# The input
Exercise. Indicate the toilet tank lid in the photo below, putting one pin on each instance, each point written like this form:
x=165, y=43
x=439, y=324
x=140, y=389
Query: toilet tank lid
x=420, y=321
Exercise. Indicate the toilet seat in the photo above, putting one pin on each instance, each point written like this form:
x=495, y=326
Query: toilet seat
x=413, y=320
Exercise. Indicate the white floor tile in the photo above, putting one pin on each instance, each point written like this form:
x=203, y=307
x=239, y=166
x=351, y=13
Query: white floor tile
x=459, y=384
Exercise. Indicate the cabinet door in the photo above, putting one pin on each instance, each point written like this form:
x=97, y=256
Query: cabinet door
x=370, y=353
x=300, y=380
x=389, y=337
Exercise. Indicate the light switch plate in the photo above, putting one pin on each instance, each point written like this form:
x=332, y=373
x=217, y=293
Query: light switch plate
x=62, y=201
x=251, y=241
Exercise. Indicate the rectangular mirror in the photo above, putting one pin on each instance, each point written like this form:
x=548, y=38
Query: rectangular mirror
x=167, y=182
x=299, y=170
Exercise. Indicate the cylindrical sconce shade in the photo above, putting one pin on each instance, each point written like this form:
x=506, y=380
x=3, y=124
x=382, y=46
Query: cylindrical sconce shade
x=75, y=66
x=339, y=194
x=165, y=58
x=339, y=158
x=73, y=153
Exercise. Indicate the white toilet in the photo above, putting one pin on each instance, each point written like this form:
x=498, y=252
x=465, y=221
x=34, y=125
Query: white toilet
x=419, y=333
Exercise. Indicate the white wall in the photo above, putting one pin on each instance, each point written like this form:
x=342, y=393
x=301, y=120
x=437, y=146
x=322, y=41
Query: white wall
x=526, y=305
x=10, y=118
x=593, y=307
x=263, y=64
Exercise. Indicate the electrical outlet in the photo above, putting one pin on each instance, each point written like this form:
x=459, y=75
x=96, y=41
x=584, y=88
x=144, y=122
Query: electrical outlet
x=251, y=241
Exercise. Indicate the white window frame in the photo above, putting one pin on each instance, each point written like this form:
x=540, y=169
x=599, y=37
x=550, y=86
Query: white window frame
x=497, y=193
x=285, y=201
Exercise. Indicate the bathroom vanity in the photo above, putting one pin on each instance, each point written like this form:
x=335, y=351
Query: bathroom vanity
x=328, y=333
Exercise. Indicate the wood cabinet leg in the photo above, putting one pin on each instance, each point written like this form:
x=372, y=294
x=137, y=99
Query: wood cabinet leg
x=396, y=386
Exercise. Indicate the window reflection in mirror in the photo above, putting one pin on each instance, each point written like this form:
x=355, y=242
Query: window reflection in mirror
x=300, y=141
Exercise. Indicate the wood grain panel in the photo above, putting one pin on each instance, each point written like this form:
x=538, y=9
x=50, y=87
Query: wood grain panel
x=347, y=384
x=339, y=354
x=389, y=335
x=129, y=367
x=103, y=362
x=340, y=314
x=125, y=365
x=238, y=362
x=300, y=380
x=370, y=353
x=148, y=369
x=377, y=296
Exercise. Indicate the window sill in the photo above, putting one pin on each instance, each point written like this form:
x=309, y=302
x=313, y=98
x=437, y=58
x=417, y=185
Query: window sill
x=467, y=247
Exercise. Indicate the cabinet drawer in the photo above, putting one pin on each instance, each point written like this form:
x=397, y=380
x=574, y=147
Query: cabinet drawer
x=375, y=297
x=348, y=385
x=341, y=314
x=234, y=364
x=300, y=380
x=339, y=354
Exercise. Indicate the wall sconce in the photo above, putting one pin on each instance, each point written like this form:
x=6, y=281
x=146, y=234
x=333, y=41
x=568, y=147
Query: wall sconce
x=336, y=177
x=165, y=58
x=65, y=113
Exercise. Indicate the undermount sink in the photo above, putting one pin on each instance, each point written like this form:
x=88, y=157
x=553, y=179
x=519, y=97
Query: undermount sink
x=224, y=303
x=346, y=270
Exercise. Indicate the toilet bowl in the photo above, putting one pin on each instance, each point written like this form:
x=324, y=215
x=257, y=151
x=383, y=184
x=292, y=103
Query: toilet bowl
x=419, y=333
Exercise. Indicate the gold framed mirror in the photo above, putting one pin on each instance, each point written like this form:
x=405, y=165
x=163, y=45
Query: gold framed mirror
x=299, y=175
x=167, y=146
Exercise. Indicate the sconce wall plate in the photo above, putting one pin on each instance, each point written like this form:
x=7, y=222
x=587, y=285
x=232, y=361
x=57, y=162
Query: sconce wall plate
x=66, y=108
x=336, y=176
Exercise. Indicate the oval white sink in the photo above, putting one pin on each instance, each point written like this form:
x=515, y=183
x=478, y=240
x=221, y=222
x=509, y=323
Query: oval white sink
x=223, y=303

# Exercise directions
Retype the entries above exactly, but only from the line containing "x=459, y=75" through the line containing "x=550, y=86", both included.

# Answer area
x=459, y=75
x=96, y=41
x=584, y=88
x=144, y=122
Query: electrical outlet
x=251, y=241
Exercise. Indicate the white window frame in the photo above, putting one pin on each instance, each point written like this form:
x=540, y=169
x=599, y=37
x=550, y=86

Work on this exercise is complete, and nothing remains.